++++ Listing
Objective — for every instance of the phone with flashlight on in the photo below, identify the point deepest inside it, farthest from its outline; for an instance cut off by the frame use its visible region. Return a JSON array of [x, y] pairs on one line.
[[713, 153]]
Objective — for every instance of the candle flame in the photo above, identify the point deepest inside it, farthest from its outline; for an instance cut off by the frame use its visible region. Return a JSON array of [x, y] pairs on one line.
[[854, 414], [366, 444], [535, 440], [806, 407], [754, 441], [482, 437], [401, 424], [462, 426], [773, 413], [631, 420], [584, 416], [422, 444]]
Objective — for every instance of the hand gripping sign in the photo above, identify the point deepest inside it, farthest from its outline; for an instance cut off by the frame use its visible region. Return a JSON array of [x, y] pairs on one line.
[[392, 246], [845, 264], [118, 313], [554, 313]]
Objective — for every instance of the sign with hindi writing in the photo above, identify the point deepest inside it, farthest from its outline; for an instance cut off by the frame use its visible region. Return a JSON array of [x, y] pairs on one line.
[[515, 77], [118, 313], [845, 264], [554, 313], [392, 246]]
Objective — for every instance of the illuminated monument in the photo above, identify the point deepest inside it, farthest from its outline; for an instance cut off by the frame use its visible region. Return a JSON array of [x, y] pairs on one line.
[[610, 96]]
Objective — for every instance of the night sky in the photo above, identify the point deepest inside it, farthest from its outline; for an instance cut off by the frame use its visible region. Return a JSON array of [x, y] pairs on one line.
++++++++
- _Work to complete_:
Rewrite all the items above, switching every "Objective" to "Goal" and leaving everything else unchanged.

- _Finished task_:
Goal — for every instance of the phone with flashlight on in the photo below, identify the point deepest inside it, farthest from its outline; for an instance cut off by the frame use its visible region. Return a JSON array of [x, y] pairs on one line.
[[713, 153]]
Goal — for every instance of the candle flame in the photo above, identify the point deepest inside it, farthest from its outline; for an instance cut off by the frame use its visible region. Return a JSON array of [x, y] pairs on one line.
[[854, 414], [366, 444], [535, 440], [806, 407], [754, 441], [482, 437], [401, 424], [462, 426], [773, 413], [631, 420], [584, 416], [422, 444]]
Goal — for every instance of the hand gripping sign in the photo above, identify the point deepest inside it, farthest from its outline; for an instance cut off by the frame use its visible region. Return a JSON array of [x, y] pairs on one line.
[[392, 246], [845, 264], [118, 313], [554, 313]]
Goal — for every instance of the sign with hindi writing in the photo above, identify the point deepest inside it, farthest from its outline; for an instance cut off by the frame use its visible region. Return a JSON array of [x, y] pairs on one line.
[[515, 77], [118, 313], [845, 264], [554, 313], [392, 246]]
Goal — for every instance of the illuminated monument in the photo above, identify the point deepest inside it, farthest from its outline; for an instance cut off by the frame use its visible region. Return a JSON array of [x, y] pairs on one line.
[[610, 96]]
Goal — for every instance of the night sky in the photo above, identify the point deepest inside it, farthest from its outline; for an instance cut off by the frame use its visible region. Return a JSON array of [x, y] pairs on one line.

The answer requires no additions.